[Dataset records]
★ ★ ★ ★ ★ ★ ★
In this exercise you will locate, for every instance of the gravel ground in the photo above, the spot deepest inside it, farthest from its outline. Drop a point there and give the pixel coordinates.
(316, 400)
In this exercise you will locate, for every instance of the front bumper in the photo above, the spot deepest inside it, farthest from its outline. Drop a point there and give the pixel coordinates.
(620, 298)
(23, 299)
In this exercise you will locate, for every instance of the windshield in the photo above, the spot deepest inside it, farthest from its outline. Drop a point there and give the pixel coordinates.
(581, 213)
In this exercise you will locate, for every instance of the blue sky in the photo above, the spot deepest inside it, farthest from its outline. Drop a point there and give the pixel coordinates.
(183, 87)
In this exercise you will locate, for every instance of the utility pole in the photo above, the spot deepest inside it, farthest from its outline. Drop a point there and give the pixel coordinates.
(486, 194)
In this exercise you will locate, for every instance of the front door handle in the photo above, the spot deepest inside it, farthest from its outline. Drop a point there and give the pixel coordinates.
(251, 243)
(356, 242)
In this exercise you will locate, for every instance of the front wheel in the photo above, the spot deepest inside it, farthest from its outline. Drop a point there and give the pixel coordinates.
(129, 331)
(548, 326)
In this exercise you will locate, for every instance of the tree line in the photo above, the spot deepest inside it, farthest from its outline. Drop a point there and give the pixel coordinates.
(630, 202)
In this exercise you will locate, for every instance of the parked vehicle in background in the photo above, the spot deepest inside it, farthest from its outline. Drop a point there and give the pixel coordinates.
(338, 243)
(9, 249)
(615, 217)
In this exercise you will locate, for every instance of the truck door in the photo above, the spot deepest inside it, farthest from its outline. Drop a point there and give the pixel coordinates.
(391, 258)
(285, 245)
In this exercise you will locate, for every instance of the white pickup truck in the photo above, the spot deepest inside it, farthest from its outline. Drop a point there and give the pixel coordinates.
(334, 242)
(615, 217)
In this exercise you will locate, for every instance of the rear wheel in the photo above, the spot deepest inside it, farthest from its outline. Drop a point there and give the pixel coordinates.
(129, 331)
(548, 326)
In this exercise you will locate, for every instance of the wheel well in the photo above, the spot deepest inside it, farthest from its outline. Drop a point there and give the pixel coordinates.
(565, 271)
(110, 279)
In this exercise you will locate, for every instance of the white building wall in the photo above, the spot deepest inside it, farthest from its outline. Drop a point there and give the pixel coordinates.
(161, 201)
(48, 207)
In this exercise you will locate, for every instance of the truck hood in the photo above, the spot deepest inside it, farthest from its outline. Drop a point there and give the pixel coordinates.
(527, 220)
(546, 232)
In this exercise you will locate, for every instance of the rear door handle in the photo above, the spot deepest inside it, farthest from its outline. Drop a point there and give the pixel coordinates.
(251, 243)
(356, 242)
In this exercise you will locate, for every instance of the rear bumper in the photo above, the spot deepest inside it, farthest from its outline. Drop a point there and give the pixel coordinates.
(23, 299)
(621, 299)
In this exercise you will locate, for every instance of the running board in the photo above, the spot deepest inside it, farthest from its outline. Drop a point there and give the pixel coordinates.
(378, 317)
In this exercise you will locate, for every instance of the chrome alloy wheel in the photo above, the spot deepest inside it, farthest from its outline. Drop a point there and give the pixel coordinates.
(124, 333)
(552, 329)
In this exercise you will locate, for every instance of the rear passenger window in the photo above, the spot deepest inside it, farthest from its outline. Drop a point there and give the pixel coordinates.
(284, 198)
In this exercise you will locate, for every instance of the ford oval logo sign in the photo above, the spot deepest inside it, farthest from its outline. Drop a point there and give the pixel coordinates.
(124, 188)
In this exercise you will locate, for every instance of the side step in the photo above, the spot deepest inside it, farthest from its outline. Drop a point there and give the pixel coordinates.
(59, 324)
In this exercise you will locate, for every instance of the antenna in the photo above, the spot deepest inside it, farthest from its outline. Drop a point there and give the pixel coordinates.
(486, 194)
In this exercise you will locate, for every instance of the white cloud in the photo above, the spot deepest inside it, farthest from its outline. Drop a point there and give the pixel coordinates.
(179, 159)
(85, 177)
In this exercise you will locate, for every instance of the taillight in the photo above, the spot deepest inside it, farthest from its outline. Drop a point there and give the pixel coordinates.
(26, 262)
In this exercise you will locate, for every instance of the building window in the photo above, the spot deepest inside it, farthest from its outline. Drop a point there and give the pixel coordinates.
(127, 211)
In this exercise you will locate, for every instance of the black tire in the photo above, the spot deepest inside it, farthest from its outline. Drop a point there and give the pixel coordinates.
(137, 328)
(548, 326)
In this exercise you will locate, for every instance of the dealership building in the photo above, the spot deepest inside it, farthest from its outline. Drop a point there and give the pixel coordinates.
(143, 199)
★ ★ ★ ★ ★ ★ ★
What is wanted is every line above, written out exactly.

**ANSWER FOR THE TASK:**
In this exercise you will locate, for every instance of the gravel ground in the photo above, the spot deepest inside it, farthest from its outline. Drop a point there and give the pixel coordinates.
(316, 400)
In this exercise you will locate, for every instance of the front bumper in the photo above, the spot deepest inside it, farthest from its outline. Drop a point there and give the pixel coordinates.
(620, 298)
(23, 299)
In this exercise you will locate, for every instance of the windshield in the photo above, the spot deepest inside it, farthest from its outline. Drop a point there and give the pixel coordinates.
(581, 213)
In this exercise you will locate, for every instance of the blue sky in the photo above, the spot deepest inside it, farthest from its outline. Drop a point there and give the pixel coordinates.
(183, 87)
In this exercise you will locate, for every instance of the utility pole in the photo above, the spot deepest inside it, farthest from its outline. Drop a point there and give the pixel coordinates.
(486, 194)
In this exercise you will locate, for every instance of the front door handle in the photo above, the spot deepest inside it, farthest from its outline. Drop a point there and give the pixel coordinates.
(251, 243)
(356, 242)
In this exercise you will locate, for every instance of the front wheel in the photo above, the spot deepest inside it, farthest from its outline. Drop a point there and give the pixel coordinates.
(129, 331)
(548, 326)
In this exercise you will locate, for every instance of the tree line in the photo above, the spot deepest inside it, farthest from its outline. Drop a point there and give the pixel coordinates.
(630, 202)
In this exercise you will locate, for every instance of the parked vehicle in background in the photo above, the spot deepest inside it, farthest from its outline. Drop a point there and give the pixel coordinates.
(338, 243)
(9, 249)
(615, 217)
In this exercise you will locate, for every instance of the truck door in the photo above, the spot deepest inside it, farthest from its outline. Drop a point there and give the pixel coordinates.
(391, 258)
(285, 245)
In this exercise you will locate, for every instance of the white pickup truck in the photo above, the spot deepest inside it, farthest from its outline. Drop a point there and give the pixel coordinates.
(334, 242)
(615, 217)
In this exercise you will locate, for every instance of the rear wheel in the photo above, the spot deepest inside it, farthest from its outline. Drop a point there and give the pixel coordinates.
(129, 331)
(548, 326)
In this exercise you will locate, for every instance of the wheel well in the photo above, the spot deepest inside it, farthest from its outline. Drop a point there and give the pixel coordinates.
(565, 271)
(110, 279)
In this exercise you will locate, for every instance of the white building wall in the photo above, the spot deepest inside it, farthest from its outline. Drop a point there and give the pixel coordinates.
(161, 201)
(48, 207)
In this exercise you will locate, for every instance of the truck hood in the photo above, the spot deepest inside it, farthest from its outline. Drop a point there and give the pixel coordinates.
(527, 220)
(546, 232)
In this exercise you will locate, for every instance of the rear door handle in the photo above, the spot deepest inside it, farthest from its outline. Drop a point there and give the pixel coordinates.
(251, 243)
(356, 242)
In this exercise you will locate, for every instance of the rear bumper in the photo above, the spot deepest inside it, farthest from its outline. Drop a point there and give the pixel coordinates.
(23, 299)
(621, 299)
In this exercise you will locate, for every instance of the running board in the photo above, the spot deepest inside it, farthest from its outline. Drop a point there and give the pixel coordinates.
(378, 317)
In this exercise you will locate, for every instance of the chrome alloy wheel in the photo above, the spot deepest inside it, farthest from its outline. Drop a point there and give the pixel coordinates.
(124, 333)
(552, 329)
In this exercise you will locate, for every instance of the rear passenger window in the photo above, the spot deepest inside it, farthest from its outline. Drop a point there and give the pixel coordinates.
(284, 198)
In this exercise you will locate, for every instance of the ford oval logo sign in the photo above, the spot deepest inside it, farthest from its outline. Drop a point there and give the pixel coordinates.
(124, 188)
In this exercise you will locate, for every instance of the side step in the photo above, the spot deepest inside it, farthest from its outline. Drop a point there and give the pixel coordinates.
(59, 324)
In this exercise you will locate, for every instance of the antenna in the photo above, the spot deepest inside it, farthest from its outline. Drop a point there and give the pixel coordinates.
(486, 194)
In this exercise you will locate, for every instance of the white cloud in the photo above, the spot deepest inside it, farthest from its outline. Drop a point there and give the pixel coordinates.
(179, 159)
(85, 177)
In this exercise you will locate, for every instance of the taillight in the photo above, the spot deepest inside it, farthest from its outline. Drop a point there and give the pixel coordinates.
(26, 262)
In this exercise you will locate, for every instance of the building window in the photo above, the spot deepest inside it, farthest from its outline. Drop a point there and give the pixel coordinates.
(127, 211)
In this exercise you will locate, for every instance of the black tire in the photo above, the spot deepest inside it, farthest from its outline. Drop a point there and give the pixel coordinates.
(137, 328)
(548, 326)
In this exercise you will locate, for every instance of the dealership building in the photo above, the spot deepest inside it, farthest from its outline. Drop a point there and give the pixel coordinates.
(143, 199)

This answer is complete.